## Data records

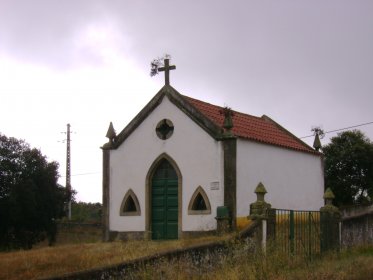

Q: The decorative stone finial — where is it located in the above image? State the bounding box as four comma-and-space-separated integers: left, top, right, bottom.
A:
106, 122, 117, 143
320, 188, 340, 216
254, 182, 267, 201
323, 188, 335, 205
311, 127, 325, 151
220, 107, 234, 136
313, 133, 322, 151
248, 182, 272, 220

* * *

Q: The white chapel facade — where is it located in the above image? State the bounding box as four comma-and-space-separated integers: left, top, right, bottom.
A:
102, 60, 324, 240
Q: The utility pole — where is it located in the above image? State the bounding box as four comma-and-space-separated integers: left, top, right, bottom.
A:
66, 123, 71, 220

## Problem to solve
Begin at the line containing "Q: The decorative" and stop after the line containing "248, 182, 272, 220". Reproduce those lines with "decorative" changed to "ornamental" and nothing else altered.

## Final answer
Q: The ornamental stone finial — where is it located in the above image? State the bounding box as four comma-and-space-separated integers: left, top, right, bottom.
A:
106, 122, 117, 143
320, 188, 340, 216
254, 182, 267, 201
323, 188, 335, 205
311, 127, 325, 151
220, 107, 234, 136
313, 133, 322, 151
248, 182, 272, 220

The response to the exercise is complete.